• Task details: Quote the full passage on Wolcott Gibbs word for word.

• Passage shown:
** BEGIN **
Praise for Wolcott Gibbs:
"His style had brilliance that was never flashy, he was self-critical as well as critical, and he had absolute pitch, which enabled him to become a parodist of the first rank."-E. B. White, New Yorker, 1958
Recalling his early years at The New Yorker, the late writer and editor William Maxwell once compared the magazine's fledgling operation to a family circus, one in which "the performers made up for the absence of numbers by the variety of their talents." Among the most versatile members of the troupe was Oliver Wolcott Gibbs, who glided among the roles of literary lion tamer, carnival barker and ringmaster with beguiling ease, writing everything from essays to theater reviews and parodies to profiles, along with short stories and "Talk of the Town" items thrown in for good measure. As Maxwell flatly declared, "there wasn't anything that Wolcott Gibbs couldn't or wouldn't do."
** END **
Coordinate annotation entries
** BEGIN **
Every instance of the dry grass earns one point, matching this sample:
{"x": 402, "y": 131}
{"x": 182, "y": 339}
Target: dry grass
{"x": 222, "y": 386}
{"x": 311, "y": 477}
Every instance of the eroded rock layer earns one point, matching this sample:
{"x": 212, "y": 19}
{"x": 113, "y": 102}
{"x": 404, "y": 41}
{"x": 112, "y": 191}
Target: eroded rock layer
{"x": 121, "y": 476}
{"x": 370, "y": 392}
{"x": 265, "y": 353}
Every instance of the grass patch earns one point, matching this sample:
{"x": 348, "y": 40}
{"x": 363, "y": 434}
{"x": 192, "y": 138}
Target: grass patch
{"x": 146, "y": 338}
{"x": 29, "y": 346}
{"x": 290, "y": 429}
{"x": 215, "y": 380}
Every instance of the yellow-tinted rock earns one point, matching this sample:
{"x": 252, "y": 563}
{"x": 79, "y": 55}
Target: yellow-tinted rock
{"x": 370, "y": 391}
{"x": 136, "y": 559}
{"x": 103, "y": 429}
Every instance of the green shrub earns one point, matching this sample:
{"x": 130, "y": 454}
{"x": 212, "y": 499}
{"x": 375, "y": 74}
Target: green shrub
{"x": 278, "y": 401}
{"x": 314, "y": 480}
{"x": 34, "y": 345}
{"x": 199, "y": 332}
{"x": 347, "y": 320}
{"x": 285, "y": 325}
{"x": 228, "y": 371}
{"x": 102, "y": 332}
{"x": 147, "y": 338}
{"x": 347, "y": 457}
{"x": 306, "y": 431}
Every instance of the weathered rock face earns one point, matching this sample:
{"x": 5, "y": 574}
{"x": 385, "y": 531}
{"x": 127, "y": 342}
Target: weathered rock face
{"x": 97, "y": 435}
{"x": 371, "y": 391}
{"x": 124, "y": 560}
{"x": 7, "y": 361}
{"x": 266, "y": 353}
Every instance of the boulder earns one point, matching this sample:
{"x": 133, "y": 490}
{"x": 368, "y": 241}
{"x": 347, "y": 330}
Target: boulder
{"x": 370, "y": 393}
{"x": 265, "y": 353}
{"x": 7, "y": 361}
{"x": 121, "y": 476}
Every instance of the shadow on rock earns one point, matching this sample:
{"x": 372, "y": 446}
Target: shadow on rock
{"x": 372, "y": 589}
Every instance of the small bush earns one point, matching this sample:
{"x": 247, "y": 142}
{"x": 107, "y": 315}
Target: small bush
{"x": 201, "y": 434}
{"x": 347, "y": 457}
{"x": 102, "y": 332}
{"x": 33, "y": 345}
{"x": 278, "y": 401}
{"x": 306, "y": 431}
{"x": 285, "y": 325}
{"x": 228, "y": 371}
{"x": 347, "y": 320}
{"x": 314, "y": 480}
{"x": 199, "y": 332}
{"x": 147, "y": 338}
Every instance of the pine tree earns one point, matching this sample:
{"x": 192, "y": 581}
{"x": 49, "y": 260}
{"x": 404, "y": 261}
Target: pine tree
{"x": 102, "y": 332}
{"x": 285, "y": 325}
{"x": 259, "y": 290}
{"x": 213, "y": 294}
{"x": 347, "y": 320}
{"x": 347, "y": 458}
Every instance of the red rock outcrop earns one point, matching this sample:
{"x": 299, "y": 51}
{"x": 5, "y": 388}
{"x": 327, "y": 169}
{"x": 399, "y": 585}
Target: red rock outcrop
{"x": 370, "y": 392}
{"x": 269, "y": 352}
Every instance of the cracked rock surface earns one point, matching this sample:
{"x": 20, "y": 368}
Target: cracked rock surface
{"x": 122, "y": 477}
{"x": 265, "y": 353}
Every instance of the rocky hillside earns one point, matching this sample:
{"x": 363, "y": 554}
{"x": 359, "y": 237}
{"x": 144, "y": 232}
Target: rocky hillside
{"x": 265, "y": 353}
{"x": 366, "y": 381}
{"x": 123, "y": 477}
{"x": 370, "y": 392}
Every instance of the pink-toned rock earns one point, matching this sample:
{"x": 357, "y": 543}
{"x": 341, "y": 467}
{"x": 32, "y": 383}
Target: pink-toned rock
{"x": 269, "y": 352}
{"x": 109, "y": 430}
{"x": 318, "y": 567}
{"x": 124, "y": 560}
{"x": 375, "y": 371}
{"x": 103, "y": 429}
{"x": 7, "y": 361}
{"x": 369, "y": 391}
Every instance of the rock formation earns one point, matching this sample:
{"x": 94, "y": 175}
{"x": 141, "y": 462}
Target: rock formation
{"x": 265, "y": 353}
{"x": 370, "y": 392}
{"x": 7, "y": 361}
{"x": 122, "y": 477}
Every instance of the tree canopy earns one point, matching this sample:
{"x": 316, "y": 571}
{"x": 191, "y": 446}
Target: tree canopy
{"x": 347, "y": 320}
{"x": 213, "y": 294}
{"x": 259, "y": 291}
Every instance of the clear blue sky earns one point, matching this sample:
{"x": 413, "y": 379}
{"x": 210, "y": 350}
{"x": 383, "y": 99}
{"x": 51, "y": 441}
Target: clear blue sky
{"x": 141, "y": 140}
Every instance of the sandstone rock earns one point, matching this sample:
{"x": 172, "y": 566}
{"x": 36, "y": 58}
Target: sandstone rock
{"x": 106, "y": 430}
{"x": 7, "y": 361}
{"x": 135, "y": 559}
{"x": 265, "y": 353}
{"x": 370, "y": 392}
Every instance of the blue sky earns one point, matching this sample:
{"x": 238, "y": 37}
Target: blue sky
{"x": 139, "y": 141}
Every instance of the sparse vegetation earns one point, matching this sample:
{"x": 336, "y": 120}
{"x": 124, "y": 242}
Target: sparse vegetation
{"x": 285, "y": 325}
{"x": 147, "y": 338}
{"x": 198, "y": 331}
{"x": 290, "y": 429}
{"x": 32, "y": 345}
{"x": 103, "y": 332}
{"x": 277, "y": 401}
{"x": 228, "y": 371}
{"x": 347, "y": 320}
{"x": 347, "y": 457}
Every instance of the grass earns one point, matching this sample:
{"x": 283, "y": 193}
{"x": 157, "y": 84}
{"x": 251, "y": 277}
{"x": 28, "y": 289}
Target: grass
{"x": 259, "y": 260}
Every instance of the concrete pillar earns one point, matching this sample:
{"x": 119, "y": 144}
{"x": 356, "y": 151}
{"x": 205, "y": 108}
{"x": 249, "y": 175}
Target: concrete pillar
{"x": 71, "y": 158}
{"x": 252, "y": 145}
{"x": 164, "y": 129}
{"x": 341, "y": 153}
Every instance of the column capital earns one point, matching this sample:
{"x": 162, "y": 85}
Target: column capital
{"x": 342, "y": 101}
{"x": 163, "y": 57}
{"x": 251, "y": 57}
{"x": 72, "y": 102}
** END **
• Expected output:
Praise for Wolcott Gibbs:
"His style had brilliance that was never flashy, he was self-critical as well as critical, and he had absolute pitch, which enabled him to become a parodist of the first rank."-E. B. White, New Yorker, 1958
Recalling his early years at The New Yorker, the late writer and editor William Maxwell once compared the magazine's fledgling operation to a family circus, one in which "the performers made up for the absence of numbers by the variety of their talents." Among the most versatile members of the troupe was Oliver Wolcott Gibbs, who glided among the roles of literary lion tamer, carnival barker and ringmaster with beguiling ease, writing everything from essays to theater reviews and parodies to profiles, along with short stories and "Talk of the Town" items thrown in for good measure. As Maxwell flatly declared, "there wasn't anything that Wolcott Gibbs couldn't or wouldn't do."